▸ **SHORT EXERCISE 1**
Copy all of the rows that follow the passage on CO2 saturation, character for character.

Based on eqn (2) and Fig. 3, CO2 residual saturations are obtained. The sensitivity of Ca and gas fraction on the residual saturation were investigated. Fig. 5 shows the saturation profile with Ca and fraction of CO2. In general, the CO2 saturations increased as Ca decreased in downward injection. The smooth CO2 saturation profile along the flow direction decreased with the Ca. At high Ca, the curves follow the porosity curves and the capillary barriers could be observed by the saltation of curves. However, as Ca decreased the curves become smoother and such regulation fell as flow developed. But when fraction was reduced to 0.2, the effects of capillary number became complex. The residual gas saturation increased with Ca and peaked at 1.9 × 10−7. In these cases, CO2 is dramatically affected by the co-injection brine at the center of the core (Fig. 3).


image file: c6ra05258d-f5.tif
Fig. 5 Comparisons of slice-averaged CO2 saturation between different capillary numbers at fraction flow of CO2: (A) fCO2 = 0.2, (B) fCO2 = 0.4, (C) fCO2 = 0.7, (D) fCO2 = 1.

Under such low fraction and Ca, the buoyancy force caused by both injection brine and in situ brine dominates the flow; therefore a rapid descent occurs in the upper part of the CO2 saturation profile along the flow direction. At the end of the porous media, CO2 saturation decreases sharply because of the buoyancy force. However, with Ca increasing, the effect of buoyancy declines. After the peak at 1.9 × 10−7, the separations of low CO2 reservations tend to be more and more uniform, indicating elimination of the impact of buoyancy on the saturation decline along the core. Thus in the case of Ca 5.814 × 10−7 and fCO2 = 0.2, CO2 saturation gets stable and even increases. With low fraction and Ca, dissolution occurs at the beginning of the displacement process. This occurs because of the variable amount of dissolved CO2 in the phase flow injected into the core.27–29 Typically lower Ca leads to more CO2 to be solved in two-phase flow flooding, especially at the displacement front, and the gravity effect appears more significant. Since the CO2 fraction is 0.2, experiments with Ca below 5.814 × 10−8 have a substantially low saturation and steep curve. Also the higher Ca results in smoother curves because dissolved quantities decrease.

▸ **SHORT EXERCISE 2**
According to the passage on CO2 saturation, at what capillary number did the residual gas saturation peak when the CO2 fraction was reduced to 0.2?

▸ **GIVEN INFORMATION**

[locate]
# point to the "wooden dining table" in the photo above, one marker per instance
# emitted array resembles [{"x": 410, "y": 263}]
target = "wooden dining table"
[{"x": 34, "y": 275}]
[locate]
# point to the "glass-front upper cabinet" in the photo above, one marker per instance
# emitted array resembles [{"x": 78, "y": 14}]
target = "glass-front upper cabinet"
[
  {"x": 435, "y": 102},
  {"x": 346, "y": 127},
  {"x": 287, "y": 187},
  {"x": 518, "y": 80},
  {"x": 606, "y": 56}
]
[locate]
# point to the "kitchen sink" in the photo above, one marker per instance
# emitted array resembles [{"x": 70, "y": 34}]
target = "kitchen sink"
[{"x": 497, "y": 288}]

▸ **FINAL RESULT 1**
[locate]
# point to the "wooden dining table" in the photo above, one marker per instance
# emitted array resembles [{"x": 410, "y": 263}]
target = "wooden dining table"
[{"x": 34, "y": 275}]
[locate]
# point to the "glass-front upper cabinet" in the photo above, one marker per instance
# emitted array resembles [{"x": 78, "y": 14}]
target = "glass-front upper cabinet"
[
  {"x": 435, "y": 102},
  {"x": 346, "y": 127},
  {"x": 287, "y": 187},
  {"x": 518, "y": 80},
  {"x": 606, "y": 56}
]
[locate]
# point to the "kitchen sink" in the photo above, one marker per instance
# emitted array resembles [{"x": 70, "y": 34}]
target = "kitchen sink"
[{"x": 497, "y": 288}]

▸ **FINAL RESULT 2**
It peaked at a capillary number of 1.9 × 10−7.